(TEXT SEGMENT):

◇ ◇ ◇ ◇ ◇ ◇ ◇

The advantage of using the pada::lac fusion as a reporter for the RpoS-regulon induction is that ada gene expression is known to be dependant only on Ada and RpoS, which is not the case for many of the RpoS-regulated genes that are frequently regulated by several independent regulators29,30. As expected, the induction of the pada::lac reporter by alkylating agents was Ada-dependent and RpoS-independent, and its induction in stationary-phase cells depended exclusively on RpoS (Fig. 1 and Supplementary Fig. S1). We used this reporter fusion to investigate the induction of the RpoS regulon by different antibiotics using disk diffusion assays on LB plates supplemented with X-gal. Induction was visualized as a blue ring close to the growth-inhibition zone. Bactericidal antibiotics, such as quinolones, aminoglycosides and β-lactams, induced the RpoS regulon (Fig. 1, Supplementary Fig. S1 and Supplementary Table S1).

Figure 1: Monitoring induction of the RpoS regulon using the pada::lacZ reporter fusion.
figure 1

Induction was visualized as blue rings using a disk diffusion assay on LB plates supplemented with X-gal (a) and by quantifying β-galactosidase activity in liquid LB medium (b,c). (b) Wild-type (wt), Δada and ΔrpoS strains grown in LB and LB supplemented with 1 μg ml−1 of ampicillin (Amp) (LB Amp). For each genotype, the fold increase relative to the wt level for each experimental condition is presented. (c) wt, wt strain overexpressing the ClpP–ClpX complex and the ΔrpoS strain grown in LB supplemented with 1 μg ml−1 of ampicillin. For each genotype, the fold increase relative to the untreated control is presented. For all measures, each point represents the mean±s.e.m. of three independent experiments.

◇ ◇ ◇ ◇ ◇ ◇ ◇

(RECORDED INFORMATION):
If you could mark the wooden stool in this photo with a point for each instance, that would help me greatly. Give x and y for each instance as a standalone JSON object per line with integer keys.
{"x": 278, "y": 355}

◇ ◇ ◇ ◇ ◇ ◇ ◇

(WORK INSTRUCTIONS): Print, word for word, the stretch of the RpoS-regulon text from "Induction was visualized as blue" through "three independent experiments.".

(ANSWER TO THIS TASK):
Induction was visualized as blue rings using a disk diffusion assay on LB plates supplemented with X-gal (a) and by quantifying β-galactosidase activity in liquid LB medium (b,c). (b) Wild-type (wt), Δada and ΔrpoS strains grown in LB and LB supplemented with 1 μg ml−1 of ampicillin (Amp) (LB Amp). For each genotype, the fold increase relative to the wt level for each experimental condition is presented. (c) wt, wt strain overexpressing the ClpP–ClpX complex and the ΔrpoS strain grown in LB supplemented with 1 μg ml−1 of ampicillin. For each genotype, the fold increase relative to the untreated control is presented. For all measures, each point represents the mean±s.e.m. of three independent experiments.